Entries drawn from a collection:
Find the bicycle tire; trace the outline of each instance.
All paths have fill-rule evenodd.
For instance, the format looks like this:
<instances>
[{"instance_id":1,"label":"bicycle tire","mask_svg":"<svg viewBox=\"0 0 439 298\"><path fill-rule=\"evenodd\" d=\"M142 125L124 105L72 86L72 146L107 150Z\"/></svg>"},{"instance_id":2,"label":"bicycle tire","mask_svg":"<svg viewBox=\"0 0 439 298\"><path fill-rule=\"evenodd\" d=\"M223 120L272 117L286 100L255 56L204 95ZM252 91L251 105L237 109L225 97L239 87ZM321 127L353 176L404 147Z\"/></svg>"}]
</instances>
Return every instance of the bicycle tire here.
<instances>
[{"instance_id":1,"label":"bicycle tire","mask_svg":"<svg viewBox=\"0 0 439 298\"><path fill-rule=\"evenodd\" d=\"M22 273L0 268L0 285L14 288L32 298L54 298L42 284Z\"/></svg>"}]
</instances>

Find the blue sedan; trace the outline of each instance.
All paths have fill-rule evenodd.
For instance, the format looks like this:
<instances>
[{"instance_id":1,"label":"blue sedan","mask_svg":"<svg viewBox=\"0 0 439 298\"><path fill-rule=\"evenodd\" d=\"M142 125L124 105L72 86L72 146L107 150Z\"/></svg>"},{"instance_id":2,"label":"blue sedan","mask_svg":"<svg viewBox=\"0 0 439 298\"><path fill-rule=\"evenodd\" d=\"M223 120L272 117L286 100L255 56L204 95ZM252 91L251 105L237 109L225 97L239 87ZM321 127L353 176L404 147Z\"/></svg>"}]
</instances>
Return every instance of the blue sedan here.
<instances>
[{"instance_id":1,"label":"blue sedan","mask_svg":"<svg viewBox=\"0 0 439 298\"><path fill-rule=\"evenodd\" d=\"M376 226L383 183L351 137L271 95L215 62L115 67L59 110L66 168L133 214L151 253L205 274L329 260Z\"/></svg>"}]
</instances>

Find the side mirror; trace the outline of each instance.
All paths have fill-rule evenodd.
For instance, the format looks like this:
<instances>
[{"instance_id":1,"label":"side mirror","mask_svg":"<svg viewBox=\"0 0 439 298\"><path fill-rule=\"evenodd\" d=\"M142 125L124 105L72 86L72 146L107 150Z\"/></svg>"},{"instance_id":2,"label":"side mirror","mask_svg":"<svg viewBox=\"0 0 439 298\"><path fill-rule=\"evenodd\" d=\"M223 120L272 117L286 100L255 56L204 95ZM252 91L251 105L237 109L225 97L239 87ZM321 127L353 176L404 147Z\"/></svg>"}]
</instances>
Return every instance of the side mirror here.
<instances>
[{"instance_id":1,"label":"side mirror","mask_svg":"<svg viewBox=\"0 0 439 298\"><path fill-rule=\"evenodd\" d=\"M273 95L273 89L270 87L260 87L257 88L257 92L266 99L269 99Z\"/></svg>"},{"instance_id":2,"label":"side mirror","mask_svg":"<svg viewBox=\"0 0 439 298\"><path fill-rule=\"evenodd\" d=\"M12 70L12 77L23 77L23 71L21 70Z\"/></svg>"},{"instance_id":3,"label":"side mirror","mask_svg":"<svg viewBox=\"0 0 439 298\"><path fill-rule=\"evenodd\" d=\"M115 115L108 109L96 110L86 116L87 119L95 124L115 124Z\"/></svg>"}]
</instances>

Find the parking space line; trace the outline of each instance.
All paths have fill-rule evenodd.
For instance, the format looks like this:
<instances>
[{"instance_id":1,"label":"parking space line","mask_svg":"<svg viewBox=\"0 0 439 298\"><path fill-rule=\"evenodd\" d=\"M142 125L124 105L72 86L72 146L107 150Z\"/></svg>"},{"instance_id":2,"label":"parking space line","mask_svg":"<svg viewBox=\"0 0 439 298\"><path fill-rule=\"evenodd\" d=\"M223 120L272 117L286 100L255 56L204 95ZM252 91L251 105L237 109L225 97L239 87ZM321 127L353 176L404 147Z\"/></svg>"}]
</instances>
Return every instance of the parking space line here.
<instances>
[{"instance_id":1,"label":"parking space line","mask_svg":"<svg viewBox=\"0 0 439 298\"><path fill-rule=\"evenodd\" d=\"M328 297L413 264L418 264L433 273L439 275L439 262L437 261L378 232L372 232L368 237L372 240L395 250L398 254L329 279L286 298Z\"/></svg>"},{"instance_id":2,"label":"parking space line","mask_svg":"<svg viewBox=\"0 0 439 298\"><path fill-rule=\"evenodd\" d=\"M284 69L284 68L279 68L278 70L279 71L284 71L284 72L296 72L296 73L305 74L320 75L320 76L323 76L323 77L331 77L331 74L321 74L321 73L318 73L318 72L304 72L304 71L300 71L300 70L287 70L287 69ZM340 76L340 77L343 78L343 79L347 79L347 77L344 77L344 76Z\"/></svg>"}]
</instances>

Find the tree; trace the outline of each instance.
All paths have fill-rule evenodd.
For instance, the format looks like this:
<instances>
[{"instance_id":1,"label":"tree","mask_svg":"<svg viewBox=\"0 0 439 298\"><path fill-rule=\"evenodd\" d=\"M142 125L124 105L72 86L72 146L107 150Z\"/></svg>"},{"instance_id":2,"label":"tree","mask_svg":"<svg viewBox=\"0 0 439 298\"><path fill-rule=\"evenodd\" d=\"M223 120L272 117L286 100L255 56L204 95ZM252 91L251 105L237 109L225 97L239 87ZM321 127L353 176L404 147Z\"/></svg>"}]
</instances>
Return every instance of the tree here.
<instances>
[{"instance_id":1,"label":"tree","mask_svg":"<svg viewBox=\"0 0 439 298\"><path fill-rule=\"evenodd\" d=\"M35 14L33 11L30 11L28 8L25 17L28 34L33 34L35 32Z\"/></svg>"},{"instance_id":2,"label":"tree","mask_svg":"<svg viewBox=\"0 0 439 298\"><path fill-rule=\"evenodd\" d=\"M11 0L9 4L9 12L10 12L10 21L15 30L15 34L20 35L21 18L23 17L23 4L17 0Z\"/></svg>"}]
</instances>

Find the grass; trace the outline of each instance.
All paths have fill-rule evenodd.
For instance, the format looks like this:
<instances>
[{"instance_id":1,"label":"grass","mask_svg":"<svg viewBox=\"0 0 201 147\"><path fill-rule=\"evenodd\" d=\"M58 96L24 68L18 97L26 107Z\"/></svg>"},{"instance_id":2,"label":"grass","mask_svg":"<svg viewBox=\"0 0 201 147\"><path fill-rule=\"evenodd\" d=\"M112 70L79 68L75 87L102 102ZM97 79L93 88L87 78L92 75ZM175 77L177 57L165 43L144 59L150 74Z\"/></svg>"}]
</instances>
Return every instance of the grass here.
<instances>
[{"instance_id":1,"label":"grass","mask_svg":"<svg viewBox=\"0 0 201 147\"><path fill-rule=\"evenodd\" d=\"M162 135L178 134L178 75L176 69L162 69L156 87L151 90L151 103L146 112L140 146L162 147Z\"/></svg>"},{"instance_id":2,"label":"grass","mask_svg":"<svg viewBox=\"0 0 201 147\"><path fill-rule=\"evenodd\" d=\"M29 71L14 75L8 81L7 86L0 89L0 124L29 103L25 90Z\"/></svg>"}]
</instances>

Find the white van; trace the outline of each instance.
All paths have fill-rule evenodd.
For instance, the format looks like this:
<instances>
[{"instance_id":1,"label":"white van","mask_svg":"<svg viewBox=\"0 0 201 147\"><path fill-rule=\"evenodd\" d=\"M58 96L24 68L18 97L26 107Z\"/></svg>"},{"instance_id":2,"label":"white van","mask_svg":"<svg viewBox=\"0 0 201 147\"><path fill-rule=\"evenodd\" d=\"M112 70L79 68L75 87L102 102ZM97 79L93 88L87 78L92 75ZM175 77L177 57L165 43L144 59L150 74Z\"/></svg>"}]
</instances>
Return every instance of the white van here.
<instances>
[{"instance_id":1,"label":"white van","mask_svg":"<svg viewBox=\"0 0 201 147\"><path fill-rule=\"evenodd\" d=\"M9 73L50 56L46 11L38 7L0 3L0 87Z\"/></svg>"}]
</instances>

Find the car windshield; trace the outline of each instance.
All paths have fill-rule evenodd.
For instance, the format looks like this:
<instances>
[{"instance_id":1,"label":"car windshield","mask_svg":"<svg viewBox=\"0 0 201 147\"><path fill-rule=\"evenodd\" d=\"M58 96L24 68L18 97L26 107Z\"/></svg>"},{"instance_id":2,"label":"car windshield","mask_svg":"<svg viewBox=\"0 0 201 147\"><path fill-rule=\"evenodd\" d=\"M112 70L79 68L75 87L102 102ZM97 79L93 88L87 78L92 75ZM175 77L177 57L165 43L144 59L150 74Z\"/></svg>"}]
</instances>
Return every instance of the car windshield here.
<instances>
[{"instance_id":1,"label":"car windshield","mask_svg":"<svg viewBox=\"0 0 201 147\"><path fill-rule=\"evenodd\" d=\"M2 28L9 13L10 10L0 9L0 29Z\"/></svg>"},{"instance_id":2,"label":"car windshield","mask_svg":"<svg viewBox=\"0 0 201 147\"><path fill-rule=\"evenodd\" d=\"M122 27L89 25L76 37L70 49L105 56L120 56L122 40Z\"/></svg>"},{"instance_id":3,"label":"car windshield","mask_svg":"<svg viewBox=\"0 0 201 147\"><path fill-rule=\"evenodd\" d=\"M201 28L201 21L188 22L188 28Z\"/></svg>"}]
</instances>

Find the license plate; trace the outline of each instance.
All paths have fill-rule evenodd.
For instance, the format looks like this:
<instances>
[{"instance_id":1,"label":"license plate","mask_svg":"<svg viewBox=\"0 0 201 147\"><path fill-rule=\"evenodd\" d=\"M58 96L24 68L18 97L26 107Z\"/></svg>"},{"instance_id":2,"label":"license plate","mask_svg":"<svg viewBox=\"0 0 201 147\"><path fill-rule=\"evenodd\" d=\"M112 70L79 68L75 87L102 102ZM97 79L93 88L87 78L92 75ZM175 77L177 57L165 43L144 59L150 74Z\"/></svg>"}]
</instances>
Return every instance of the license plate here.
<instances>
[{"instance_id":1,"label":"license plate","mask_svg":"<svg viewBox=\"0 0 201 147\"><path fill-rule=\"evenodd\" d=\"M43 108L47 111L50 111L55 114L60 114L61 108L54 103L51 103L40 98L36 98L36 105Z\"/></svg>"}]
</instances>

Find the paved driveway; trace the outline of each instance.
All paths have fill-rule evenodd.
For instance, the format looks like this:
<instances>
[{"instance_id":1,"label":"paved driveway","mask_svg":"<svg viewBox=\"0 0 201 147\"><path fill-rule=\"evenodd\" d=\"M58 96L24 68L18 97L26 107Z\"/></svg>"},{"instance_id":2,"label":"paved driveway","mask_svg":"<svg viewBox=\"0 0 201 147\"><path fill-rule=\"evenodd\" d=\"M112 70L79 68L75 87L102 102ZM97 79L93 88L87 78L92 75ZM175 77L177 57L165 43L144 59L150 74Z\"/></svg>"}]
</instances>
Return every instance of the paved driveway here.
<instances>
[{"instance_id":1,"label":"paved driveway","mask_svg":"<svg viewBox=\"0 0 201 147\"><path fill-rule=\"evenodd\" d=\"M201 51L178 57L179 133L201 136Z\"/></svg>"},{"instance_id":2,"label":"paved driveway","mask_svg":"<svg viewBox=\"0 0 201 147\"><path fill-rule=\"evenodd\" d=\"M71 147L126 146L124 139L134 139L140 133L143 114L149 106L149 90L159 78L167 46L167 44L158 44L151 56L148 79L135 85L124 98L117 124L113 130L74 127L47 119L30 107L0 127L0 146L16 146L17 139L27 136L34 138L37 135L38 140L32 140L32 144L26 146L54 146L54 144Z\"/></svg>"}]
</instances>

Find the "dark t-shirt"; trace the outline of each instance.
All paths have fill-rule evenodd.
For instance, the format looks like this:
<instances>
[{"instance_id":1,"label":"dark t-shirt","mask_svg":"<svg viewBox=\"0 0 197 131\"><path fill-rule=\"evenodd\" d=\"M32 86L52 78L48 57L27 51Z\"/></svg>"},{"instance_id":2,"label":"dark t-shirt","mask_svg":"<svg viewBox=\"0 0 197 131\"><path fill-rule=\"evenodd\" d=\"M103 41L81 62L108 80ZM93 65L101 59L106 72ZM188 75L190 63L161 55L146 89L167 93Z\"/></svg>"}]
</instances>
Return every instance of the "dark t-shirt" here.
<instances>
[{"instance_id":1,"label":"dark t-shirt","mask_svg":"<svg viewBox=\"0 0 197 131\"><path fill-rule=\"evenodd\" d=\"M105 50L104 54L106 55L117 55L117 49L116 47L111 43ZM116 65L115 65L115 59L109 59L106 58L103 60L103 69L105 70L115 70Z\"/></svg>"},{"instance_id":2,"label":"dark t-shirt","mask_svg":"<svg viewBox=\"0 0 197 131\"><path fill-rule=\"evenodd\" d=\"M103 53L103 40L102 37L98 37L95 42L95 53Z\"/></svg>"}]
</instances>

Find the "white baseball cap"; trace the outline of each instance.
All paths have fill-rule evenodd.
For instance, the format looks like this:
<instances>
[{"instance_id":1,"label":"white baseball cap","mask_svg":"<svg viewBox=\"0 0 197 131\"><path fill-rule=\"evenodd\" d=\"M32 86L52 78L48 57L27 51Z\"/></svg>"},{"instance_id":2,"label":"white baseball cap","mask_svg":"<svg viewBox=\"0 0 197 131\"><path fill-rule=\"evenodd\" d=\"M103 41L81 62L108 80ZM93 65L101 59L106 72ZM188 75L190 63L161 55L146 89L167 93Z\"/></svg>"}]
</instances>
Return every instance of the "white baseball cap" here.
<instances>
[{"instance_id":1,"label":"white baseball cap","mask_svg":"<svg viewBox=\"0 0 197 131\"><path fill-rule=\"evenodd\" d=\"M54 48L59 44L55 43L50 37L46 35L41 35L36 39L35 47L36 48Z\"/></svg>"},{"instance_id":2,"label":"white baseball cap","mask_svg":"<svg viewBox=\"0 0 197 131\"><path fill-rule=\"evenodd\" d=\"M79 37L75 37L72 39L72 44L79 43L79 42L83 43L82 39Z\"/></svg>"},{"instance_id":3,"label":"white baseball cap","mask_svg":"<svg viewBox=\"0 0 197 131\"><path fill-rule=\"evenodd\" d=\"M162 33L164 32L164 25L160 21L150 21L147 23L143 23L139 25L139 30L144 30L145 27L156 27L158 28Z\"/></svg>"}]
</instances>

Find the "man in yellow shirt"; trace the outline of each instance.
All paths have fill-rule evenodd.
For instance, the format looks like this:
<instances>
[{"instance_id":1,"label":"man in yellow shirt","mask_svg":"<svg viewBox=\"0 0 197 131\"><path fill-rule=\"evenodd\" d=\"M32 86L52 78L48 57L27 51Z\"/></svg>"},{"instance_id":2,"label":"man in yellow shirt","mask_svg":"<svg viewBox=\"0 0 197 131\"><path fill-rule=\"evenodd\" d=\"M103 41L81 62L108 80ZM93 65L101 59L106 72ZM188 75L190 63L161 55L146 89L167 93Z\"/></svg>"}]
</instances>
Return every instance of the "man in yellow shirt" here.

What to produce:
Count the lines of the data above that contain the string "yellow". Give only the number.

Exercise answer:
3